### TO BE DONE
Transcribe the records below verbatim, covering the stretch from the line containing "Task: indicate every instance of the cascading" through the line containing "[(158, 117)]", with both of those lines included.

Collection entries:

-.-.-

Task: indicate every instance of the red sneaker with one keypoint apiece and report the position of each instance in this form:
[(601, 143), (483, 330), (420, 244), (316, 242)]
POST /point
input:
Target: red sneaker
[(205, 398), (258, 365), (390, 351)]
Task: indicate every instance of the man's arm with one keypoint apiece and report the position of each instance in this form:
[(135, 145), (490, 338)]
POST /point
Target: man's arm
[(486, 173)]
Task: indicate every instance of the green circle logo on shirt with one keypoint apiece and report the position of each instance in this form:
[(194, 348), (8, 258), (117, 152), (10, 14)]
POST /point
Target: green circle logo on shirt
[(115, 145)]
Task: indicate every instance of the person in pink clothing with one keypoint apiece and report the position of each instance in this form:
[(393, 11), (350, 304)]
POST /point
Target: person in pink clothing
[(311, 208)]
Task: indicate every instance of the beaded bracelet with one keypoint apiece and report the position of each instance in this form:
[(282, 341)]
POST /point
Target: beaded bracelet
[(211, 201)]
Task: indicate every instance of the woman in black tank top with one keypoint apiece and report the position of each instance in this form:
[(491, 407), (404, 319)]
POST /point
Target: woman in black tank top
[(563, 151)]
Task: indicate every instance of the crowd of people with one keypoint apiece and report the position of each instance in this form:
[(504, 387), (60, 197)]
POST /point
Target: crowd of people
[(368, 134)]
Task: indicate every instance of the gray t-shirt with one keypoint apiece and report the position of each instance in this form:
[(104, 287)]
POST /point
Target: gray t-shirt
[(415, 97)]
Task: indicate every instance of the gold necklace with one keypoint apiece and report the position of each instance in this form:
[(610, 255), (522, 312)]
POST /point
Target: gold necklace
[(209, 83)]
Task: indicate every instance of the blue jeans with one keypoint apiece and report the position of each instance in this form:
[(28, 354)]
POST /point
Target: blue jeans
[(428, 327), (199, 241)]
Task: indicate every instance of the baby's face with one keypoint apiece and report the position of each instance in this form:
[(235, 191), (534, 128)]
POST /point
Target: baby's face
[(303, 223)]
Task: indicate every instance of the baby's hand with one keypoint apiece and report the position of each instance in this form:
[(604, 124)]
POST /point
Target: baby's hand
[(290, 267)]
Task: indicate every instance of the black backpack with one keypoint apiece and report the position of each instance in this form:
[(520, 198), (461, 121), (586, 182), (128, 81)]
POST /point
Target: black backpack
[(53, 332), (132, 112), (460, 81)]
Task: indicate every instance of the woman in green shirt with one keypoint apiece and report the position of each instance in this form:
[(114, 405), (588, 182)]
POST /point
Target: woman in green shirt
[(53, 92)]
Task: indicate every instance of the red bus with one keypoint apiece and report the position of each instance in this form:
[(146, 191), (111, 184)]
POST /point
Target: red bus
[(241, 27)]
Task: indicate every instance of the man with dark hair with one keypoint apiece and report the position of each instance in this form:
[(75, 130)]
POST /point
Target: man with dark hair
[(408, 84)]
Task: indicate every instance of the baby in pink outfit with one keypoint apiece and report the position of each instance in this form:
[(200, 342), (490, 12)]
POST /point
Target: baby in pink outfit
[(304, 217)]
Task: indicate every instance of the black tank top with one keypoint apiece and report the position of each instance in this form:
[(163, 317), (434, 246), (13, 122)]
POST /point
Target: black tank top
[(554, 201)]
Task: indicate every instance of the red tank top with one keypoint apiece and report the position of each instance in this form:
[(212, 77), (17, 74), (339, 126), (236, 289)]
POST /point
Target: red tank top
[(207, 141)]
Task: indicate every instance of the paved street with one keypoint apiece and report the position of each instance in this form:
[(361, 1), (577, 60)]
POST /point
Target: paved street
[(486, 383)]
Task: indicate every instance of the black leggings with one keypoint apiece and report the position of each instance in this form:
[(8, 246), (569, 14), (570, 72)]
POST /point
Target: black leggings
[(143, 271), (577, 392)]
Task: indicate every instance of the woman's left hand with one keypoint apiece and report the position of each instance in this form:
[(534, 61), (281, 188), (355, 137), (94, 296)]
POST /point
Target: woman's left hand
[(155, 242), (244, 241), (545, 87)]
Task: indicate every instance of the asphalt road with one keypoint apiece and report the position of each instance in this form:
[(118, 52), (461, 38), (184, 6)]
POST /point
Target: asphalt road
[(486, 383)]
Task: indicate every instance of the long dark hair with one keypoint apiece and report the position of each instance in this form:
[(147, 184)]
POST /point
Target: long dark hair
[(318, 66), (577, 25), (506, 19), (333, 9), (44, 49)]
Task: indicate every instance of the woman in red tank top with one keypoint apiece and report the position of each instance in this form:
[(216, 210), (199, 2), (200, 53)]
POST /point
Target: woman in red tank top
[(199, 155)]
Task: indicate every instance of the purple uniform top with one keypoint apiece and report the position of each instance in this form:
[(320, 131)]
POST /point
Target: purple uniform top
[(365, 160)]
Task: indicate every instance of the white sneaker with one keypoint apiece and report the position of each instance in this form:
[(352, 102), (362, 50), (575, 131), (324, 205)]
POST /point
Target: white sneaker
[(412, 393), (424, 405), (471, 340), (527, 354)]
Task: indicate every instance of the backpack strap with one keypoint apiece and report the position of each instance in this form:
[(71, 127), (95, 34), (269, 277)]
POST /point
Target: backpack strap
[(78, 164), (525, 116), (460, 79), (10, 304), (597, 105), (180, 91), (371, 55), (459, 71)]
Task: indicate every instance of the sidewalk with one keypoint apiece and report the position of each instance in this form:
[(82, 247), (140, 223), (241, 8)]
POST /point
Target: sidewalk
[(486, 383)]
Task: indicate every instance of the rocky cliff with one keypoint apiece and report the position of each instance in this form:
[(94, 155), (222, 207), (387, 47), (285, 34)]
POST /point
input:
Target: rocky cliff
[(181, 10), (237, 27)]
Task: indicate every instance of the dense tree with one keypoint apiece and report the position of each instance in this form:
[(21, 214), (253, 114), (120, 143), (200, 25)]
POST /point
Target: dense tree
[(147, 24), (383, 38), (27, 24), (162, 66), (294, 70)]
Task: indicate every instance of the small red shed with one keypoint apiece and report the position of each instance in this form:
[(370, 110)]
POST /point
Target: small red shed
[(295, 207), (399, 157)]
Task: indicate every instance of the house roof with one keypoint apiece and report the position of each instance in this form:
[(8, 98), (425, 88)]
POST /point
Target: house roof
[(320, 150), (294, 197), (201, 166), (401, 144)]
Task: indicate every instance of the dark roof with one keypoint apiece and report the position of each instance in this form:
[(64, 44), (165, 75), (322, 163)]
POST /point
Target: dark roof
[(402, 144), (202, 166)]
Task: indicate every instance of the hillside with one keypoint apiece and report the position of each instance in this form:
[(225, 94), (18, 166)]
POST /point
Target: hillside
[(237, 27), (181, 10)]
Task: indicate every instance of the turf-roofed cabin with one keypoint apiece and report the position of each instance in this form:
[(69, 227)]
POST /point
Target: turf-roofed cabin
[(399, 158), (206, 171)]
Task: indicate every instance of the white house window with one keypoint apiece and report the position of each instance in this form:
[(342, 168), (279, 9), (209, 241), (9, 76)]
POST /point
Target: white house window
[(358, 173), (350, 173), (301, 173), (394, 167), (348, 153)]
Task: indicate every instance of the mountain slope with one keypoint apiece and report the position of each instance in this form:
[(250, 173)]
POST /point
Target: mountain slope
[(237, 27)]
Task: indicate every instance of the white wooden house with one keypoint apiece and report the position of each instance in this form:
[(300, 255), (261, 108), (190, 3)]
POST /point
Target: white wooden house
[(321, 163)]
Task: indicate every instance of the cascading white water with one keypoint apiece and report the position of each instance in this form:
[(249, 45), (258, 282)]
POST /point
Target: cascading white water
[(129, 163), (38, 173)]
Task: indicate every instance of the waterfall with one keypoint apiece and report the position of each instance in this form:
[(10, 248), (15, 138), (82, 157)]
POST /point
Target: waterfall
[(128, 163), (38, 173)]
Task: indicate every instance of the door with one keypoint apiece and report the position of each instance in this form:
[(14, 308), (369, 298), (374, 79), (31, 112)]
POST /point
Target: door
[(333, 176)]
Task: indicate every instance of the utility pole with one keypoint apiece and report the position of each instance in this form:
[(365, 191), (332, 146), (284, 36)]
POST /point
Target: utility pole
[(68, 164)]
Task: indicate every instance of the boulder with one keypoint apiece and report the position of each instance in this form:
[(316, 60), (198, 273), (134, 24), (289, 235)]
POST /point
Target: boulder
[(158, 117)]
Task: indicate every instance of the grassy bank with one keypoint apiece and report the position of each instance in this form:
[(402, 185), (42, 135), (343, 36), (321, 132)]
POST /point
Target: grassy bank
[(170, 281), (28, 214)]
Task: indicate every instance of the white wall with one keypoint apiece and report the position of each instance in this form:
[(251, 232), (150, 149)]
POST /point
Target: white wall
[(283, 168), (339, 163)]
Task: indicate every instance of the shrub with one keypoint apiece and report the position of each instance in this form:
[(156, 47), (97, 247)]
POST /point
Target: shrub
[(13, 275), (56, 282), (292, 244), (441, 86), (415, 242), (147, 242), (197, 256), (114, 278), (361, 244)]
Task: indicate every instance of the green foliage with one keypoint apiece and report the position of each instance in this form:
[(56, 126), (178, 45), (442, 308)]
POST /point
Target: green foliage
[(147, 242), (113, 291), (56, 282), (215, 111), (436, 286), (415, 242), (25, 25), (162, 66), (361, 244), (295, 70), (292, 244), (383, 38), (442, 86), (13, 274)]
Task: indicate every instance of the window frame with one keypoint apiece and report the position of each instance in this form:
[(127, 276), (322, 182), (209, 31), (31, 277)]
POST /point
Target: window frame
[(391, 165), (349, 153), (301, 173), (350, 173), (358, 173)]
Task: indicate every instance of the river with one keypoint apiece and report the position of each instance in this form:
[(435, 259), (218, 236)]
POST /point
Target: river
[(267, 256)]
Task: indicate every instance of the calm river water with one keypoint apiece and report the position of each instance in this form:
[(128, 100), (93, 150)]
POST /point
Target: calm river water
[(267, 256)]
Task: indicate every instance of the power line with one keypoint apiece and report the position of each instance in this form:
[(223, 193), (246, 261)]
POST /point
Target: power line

-.-.-

### EXPECTED OUTPUT
Task: indicate every instance of the cascading white water with one keypoint apiece and report the position of each instance in this form:
[(249, 45), (258, 282)]
POST /point
Target: cascading white water
[(129, 163), (38, 173)]
Task: indicate every instance of the waterfall with one keypoint apiece and report the position of each instance in this form:
[(10, 248), (15, 138), (82, 157)]
POST /point
Target: waterfall
[(128, 163), (38, 173)]
Task: indicate every instance of the door with one keypoint apiece and report the position of each instance in this form:
[(14, 308), (369, 298), (374, 79), (31, 112)]
POST /point
Target: door
[(333, 176)]
Task: indicate every instance of the utility pole with one keypoint apiece and report the position of each instance in this form:
[(365, 191), (332, 146), (284, 36)]
POST /point
Target: utility pole
[(68, 164)]
Task: indicate every instance of the boulder with one keypoint apiece and report the position of each instance in this form:
[(316, 60), (198, 273), (134, 24), (289, 235)]
POST /point
Target: boulder
[(158, 117)]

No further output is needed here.